[Portion of a data file]
============

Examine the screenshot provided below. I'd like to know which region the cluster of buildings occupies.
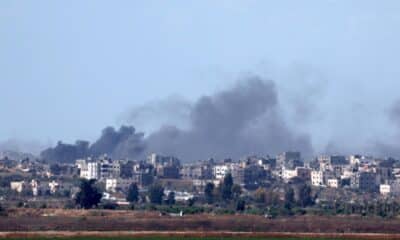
[0,152,400,204]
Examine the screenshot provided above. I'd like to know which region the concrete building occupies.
[10,181,26,193]
[326,178,339,188]
[80,162,100,180]
[106,178,135,192]
[276,152,304,170]
[379,184,391,195]
[311,171,325,187]
[213,165,230,179]
[350,172,377,191]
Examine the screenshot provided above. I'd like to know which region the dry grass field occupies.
[0,209,400,239]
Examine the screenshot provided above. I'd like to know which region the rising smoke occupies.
[41,76,313,162]
[40,126,145,163]
[142,76,312,161]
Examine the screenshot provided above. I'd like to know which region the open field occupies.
[0,209,400,239]
[0,232,400,240]
[0,209,400,234]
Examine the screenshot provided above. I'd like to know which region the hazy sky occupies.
[0,0,400,155]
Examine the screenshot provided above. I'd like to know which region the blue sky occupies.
[0,0,400,154]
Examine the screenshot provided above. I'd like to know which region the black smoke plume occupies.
[40,126,145,163]
[41,77,313,162]
[146,77,312,161]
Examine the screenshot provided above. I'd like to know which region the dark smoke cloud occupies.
[41,76,313,162]
[146,77,312,161]
[90,126,145,158]
[40,126,145,163]
[373,100,400,158]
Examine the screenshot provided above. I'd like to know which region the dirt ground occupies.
[0,209,400,236]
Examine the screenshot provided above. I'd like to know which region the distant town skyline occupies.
[0,1,400,156]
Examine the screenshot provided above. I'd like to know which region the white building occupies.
[10,181,25,193]
[80,162,100,180]
[49,180,60,194]
[326,178,339,188]
[379,184,391,195]
[213,165,230,179]
[311,171,325,187]
[31,179,39,196]
[282,168,297,180]
[106,178,134,192]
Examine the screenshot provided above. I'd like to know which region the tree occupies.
[299,184,313,207]
[221,173,233,200]
[254,187,265,203]
[149,184,164,204]
[204,183,215,204]
[285,187,294,209]
[167,191,175,205]
[126,183,139,203]
[75,179,103,209]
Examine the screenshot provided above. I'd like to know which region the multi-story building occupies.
[80,162,100,180]
[106,178,135,192]
[350,172,377,191]
[276,152,304,170]
[326,178,339,188]
[213,164,230,179]
[311,171,325,187]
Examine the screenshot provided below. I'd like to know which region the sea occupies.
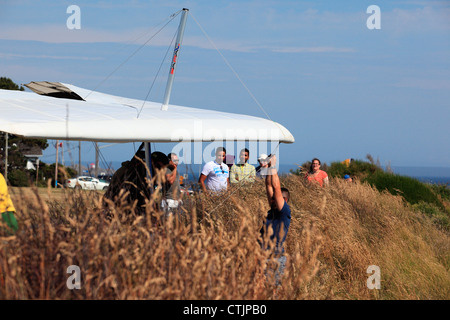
[102,161,450,188]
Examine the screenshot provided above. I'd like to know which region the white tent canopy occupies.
[0,82,294,143]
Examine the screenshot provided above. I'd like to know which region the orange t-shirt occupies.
[305,170,328,187]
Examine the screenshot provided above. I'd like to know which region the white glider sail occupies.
[0,9,294,143]
[0,82,294,143]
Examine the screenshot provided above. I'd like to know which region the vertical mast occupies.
[161,8,189,110]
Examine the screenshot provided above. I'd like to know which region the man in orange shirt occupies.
[305,158,328,187]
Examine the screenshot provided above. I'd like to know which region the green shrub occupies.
[364,171,445,210]
[327,160,382,178]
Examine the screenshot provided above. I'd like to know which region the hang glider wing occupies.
[0,82,294,143]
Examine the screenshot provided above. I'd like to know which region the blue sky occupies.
[0,0,450,167]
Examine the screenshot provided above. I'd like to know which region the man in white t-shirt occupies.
[198,147,230,192]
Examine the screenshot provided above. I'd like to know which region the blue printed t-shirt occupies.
[261,201,291,253]
[202,161,230,191]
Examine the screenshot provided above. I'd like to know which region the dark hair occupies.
[309,158,322,173]
[281,187,291,201]
[151,151,169,169]
[216,147,227,155]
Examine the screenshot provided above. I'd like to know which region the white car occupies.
[66,176,109,190]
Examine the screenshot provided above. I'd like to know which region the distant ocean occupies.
[101,161,450,185]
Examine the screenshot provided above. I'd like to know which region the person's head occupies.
[167,152,180,166]
[216,147,227,164]
[309,158,321,172]
[151,151,169,170]
[239,148,250,163]
[270,188,290,209]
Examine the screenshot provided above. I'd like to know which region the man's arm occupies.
[269,168,284,211]
[266,156,284,211]
[198,173,206,192]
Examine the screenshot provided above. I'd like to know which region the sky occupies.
[0,0,450,169]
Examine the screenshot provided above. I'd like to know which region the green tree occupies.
[0,77,48,186]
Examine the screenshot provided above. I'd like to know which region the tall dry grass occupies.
[0,176,450,300]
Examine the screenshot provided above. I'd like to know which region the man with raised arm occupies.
[260,155,291,285]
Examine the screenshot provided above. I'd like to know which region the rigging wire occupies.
[137,25,177,118]
[191,13,273,121]
[84,10,182,99]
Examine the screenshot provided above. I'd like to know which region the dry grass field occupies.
[0,176,450,300]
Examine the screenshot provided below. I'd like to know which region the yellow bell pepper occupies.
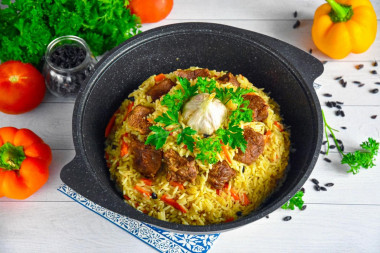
[311,0,377,59]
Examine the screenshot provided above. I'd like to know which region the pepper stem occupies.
[326,0,354,23]
[0,142,26,170]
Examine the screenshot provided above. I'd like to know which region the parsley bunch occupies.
[322,110,379,175]
[281,191,304,210]
[0,0,140,65]
[145,77,254,164]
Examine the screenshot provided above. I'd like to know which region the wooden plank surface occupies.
[0,0,380,252]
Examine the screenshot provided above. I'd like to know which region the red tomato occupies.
[129,0,173,23]
[0,61,46,114]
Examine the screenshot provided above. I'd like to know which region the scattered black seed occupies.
[293,20,301,29]
[355,64,364,70]
[311,178,319,185]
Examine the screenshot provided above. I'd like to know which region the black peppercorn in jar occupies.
[42,35,96,98]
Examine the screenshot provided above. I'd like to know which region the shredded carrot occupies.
[224,217,235,222]
[161,194,187,213]
[222,145,232,164]
[240,193,251,206]
[230,188,240,201]
[123,101,135,121]
[154,73,165,82]
[104,110,119,138]
[170,181,185,190]
[134,185,150,198]
[141,178,153,186]
[273,121,284,132]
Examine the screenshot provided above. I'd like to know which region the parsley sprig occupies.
[146,77,254,164]
[0,0,140,65]
[281,191,304,210]
[322,110,379,175]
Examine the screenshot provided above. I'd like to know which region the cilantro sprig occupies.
[281,191,304,210]
[322,110,379,175]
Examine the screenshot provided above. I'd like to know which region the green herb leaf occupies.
[154,111,178,127]
[341,138,379,175]
[196,77,216,94]
[177,127,197,152]
[281,191,304,210]
[145,126,170,149]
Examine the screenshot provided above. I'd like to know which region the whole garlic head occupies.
[182,93,227,135]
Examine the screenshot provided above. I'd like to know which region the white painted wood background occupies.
[0,0,380,252]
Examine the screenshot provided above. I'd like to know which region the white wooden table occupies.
[0,0,380,252]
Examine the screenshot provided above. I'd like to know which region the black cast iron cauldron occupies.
[61,23,323,233]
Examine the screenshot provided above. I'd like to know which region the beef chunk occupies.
[164,149,198,183]
[218,72,240,87]
[234,127,265,165]
[146,79,175,101]
[243,95,269,121]
[207,161,236,189]
[130,135,162,178]
[127,105,154,134]
[175,69,211,79]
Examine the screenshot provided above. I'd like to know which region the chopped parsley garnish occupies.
[281,191,304,210]
[146,74,254,164]
[322,110,379,175]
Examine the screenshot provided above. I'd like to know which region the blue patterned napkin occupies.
[58,184,219,253]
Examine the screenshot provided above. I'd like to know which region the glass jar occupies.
[42,35,96,98]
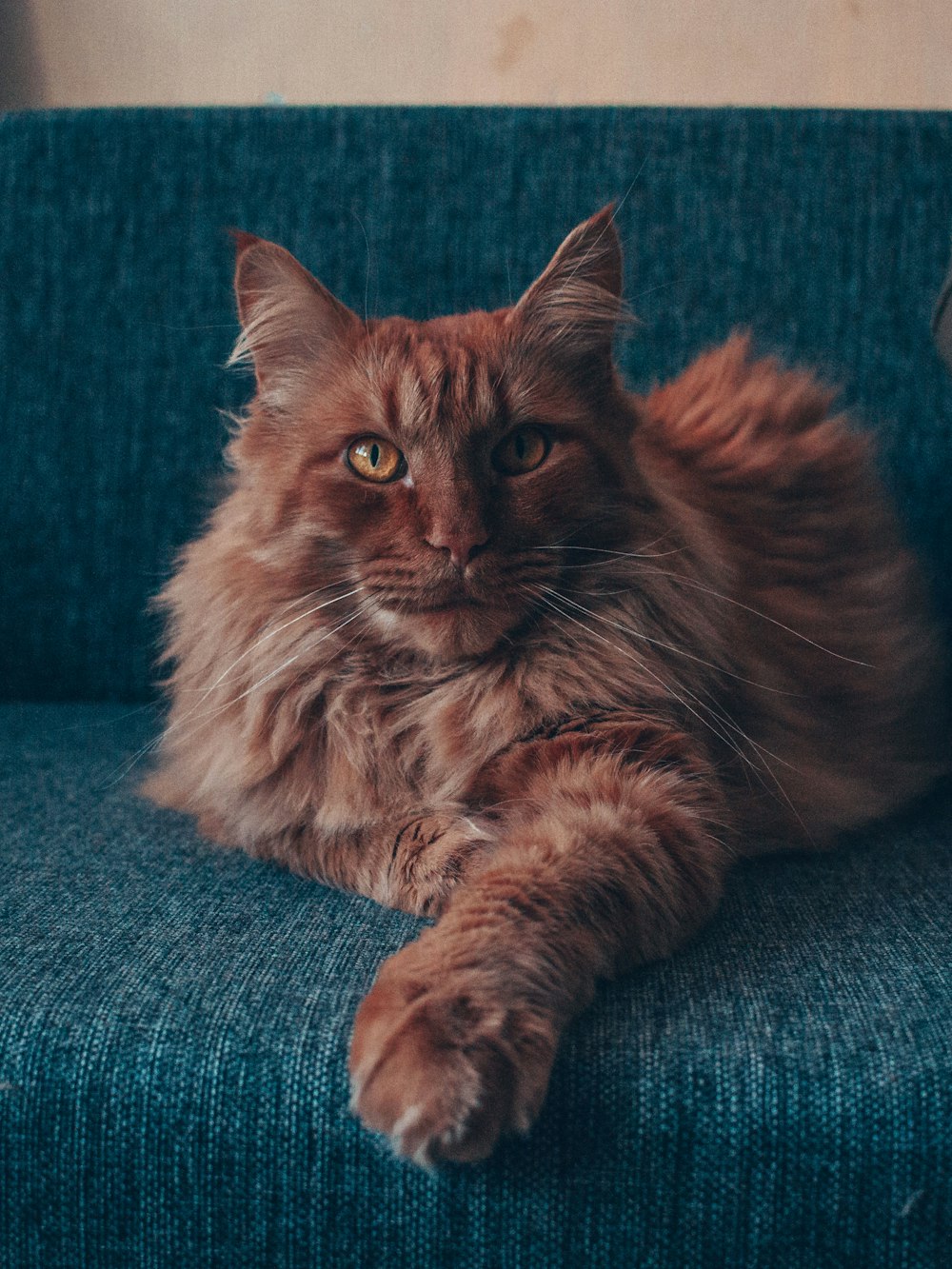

============

→ Exercise task
Copy every line of the listing above word for word, leaving out the pictures.

→ Exercise solution
Examine the screenshot provided below. I'd like to know which region the cluster of buildings occupies.
[0,152,400,204]
Examine the screenshot provided above. I'd like to know which region the concrete building occupies.
[10,181,26,193]
[326,178,339,188]
[80,162,100,180]
[106,178,135,192]
[276,152,304,170]
[379,184,391,195]
[311,171,325,187]
[213,165,230,179]
[350,172,377,191]
Examine the screenshot provided above. I'd like to know which region the dry grass field occupies.
[0,209,400,239]
Examine the screenshot provided above. I'd like to know which region the rising smoke occupies.
[41,76,313,162]
[40,126,145,163]
[142,76,312,161]
Examine the screenshot provided above. I'd like to know which region the open field occupies.
[0,209,400,239]
[0,232,400,240]
[0,209,400,234]
Examine the screenshot provided above. I'd like to know which region the hazy sky occupies.
[0,0,400,155]
Examine the screenshot provided above. I'd like to know which region the blue sky occupies.
[0,0,400,154]
Examine the screenshot provided above. I'd like to know which region the black smoke plume occupies.
[40,126,145,163]
[41,77,313,162]
[146,77,312,161]
Examine the screenshot provided above. I'd like to know which region the dark smoke cloud occupies.
[41,76,313,162]
[146,77,312,161]
[90,126,145,158]
[40,126,145,163]
[373,100,400,158]
Examine the screenshot provided above. I'd like to know which region the dirt ground occupies.
[0,209,400,236]
Examine the screenshot provided above. I'd like to know which region the distant town skyline occupies.
[0,1,400,156]
Examine the screenshot provided above. I'd like to know which region the white building occupies.
[10,181,25,193]
[80,162,100,180]
[49,180,60,194]
[326,178,339,188]
[379,184,391,195]
[213,165,230,179]
[311,171,325,187]
[31,179,39,196]
[282,168,297,180]
[106,178,134,192]
Examine the screenshot provided above. I'd like to know which region the tree occupies.
[299,184,313,207]
[221,173,233,200]
[254,187,265,203]
[149,184,164,204]
[204,183,215,204]
[285,187,294,209]
[167,191,175,205]
[126,183,139,203]
[75,179,103,209]
Examine the screenshot provided above. I'd like to know which region the multi-story building occupies.
[80,162,100,180]
[106,178,135,192]
[350,172,377,191]
[276,152,304,170]
[326,178,339,188]
[213,164,230,179]
[311,171,325,187]
Examine the screenshot provided below. I'd like to know which region the sea occupies.
[102,161,450,188]
Examine the screenshot provided above. I'd like to know which region the white tent canopy occupies.
[0,82,294,143]
Examine the screenshot provided above. I'd like to know which region the orange t-shirt occupies.
[305,170,328,187]
Examine the screenshot provided above. I'd like to know which region the white glider sail occupies.
[0,9,294,143]
[0,82,294,143]
Examine the screenshot provided above. I'd like to know which region the vertical mast occupies.
[161,8,189,110]
Examine the screenshot provided above. I'd like to know which region the man in orange shirt occupies.
[305,158,328,187]
Examine the screenshot provided above. I'd like to know which region the green shrub occupies.
[364,171,445,210]
[327,160,382,178]
Examine the screenshot provided above. I'd like to know which region the hang glider wing occupies.
[0,82,294,143]
Examine the screenshot provided above. I'd like to know which region the blue sky occupies.
[0,0,450,167]
Examine the screenshot provided above. I'd like to know which region the man in white t-shirt occupies.
[198,147,230,192]
Examine the screenshot provided above. I'd like to know which region the blue printed t-shirt occupies.
[261,201,291,253]
[202,161,230,191]
Examine the screenshot provided above. I'd like to know which region the dark hair occupies.
[309,158,322,173]
[281,187,291,201]
[151,151,169,169]
[216,147,227,155]
Examine the screenshot provided above. I'd like to know which region the white car occupies.
[66,176,109,190]
Examine the screenshot provided above. I'd like to know which region the distant ocean occupies.
[101,161,450,185]
Examine the screenshot provided above. I'd like to know which region the person's head occupies.
[167,152,180,166]
[216,147,227,164]
[309,158,321,172]
[151,151,169,170]
[239,148,250,163]
[270,188,290,209]
Examine the screenshot provided above. I'd like to know which region the man's arm occupies.
[269,168,284,211]
[266,156,284,211]
[198,173,206,192]
Examine the screenshot provided above. I'd like to know which region the sky occupies.
[0,0,450,169]
Examine the screenshot provided above. I'd like to know which region the green tree occupies.
[0,77,48,186]
Examine the screenshot provided above. I'd like to know which region the tall dry grass occupies.
[0,176,450,300]
Examine the screenshot provided above. I'd like to know which region the man with raised arm occupies.
[260,155,291,285]
Examine the screenshot provided above. I'd like to know which region the rigging wire occupies.
[137,25,177,118]
[191,13,273,121]
[84,10,182,99]
Examine the screenshot provided above. I'd like to know which region the dry grass field occupies.
[0,176,450,300]
Examine the screenshot provided below. I'd like to know which region the yellow bell pepper occupies.
[311,0,377,59]
Examine the screenshot provided above. I'd like to know which region the pepper stem occupies.
[326,0,354,23]
[0,142,26,170]
Examine the screenshot provided above. I'd like to know which region the parsley bunch occupies.
[322,110,379,175]
[281,191,304,210]
[0,0,140,65]
[145,77,254,164]
Examine the screenshot provided above. I'd like to know which region the wooden plank surface occupies.
[0,0,380,252]
Examine the screenshot provided above. I'd like to know which region the red tomato occupies.
[129,0,173,23]
[0,61,46,114]
Examine the screenshot provided above. I'd like to know which region the scattered black seed occupies.
[293,20,301,29]
[355,64,364,70]
[311,178,319,185]
Examine the screenshot provided above. I'd like to know which region the black peppercorn in jar occupies.
[42,35,96,98]
Examine the screenshot provided above. I'd like to know which region the shredded carrot occupies.
[224,217,235,222]
[161,194,187,213]
[222,145,232,164]
[240,193,251,206]
[230,188,240,201]
[123,101,135,121]
[154,73,165,82]
[104,110,119,138]
[170,181,185,190]
[134,185,150,198]
[141,178,153,186]
[273,121,284,132]
Examine the screenshot provided above. I'd like to know which region the parsley sprig occupies.
[146,77,254,164]
[0,0,140,65]
[281,191,304,210]
[322,110,379,175]
Examine the screenshot provided above. I'd like to know which region the cilantro sprig occupies.
[281,191,304,210]
[322,110,379,175]
Examine the screenshot provided above. I'd like to know which region the green herb leaf occupies.
[154,111,178,127]
[341,138,379,175]
[196,77,216,94]
[177,127,197,152]
[281,191,304,210]
[145,126,170,149]
Examine the screenshot provided above. I'd like to know which region the whole garlic head occupies.
[182,93,227,135]
Examine the screenshot provided above. I'd like to know which region the white painted wood background occupies.
[0,0,380,252]
Examine the screenshot provided above. I'd like to know which region the white wooden table occupies.
[0,0,380,252]
Examine the screenshot provided above. I'd like to know which region the black cast iron cauldron occupies.
[61,23,323,233]
Examine the screenshot provided above. I'd like to know which region the beef chunk occupies.
[164,149,198,183]
[218,72,240,87]
[234,127,265,165]
[146,79,175,101]
[243,95,269,121]
[207,161,236,189]
[130,135,162,178]
[127,105,154,134]
[175,69,211,79]
Examine the screenshot provided above. I'd like to know which region the chopped parsley garnish occupies.
[281,191,304,210]
[146,74,254,164]
[322,110,379,175]
Examine the screenshot provided above. I'd like to know which region the blue patterned napkin occupies.
[58,184,219,253]
Examine the screenshot provided above. I'd like to know which region the glass jar occupies.
[42,35,96,98]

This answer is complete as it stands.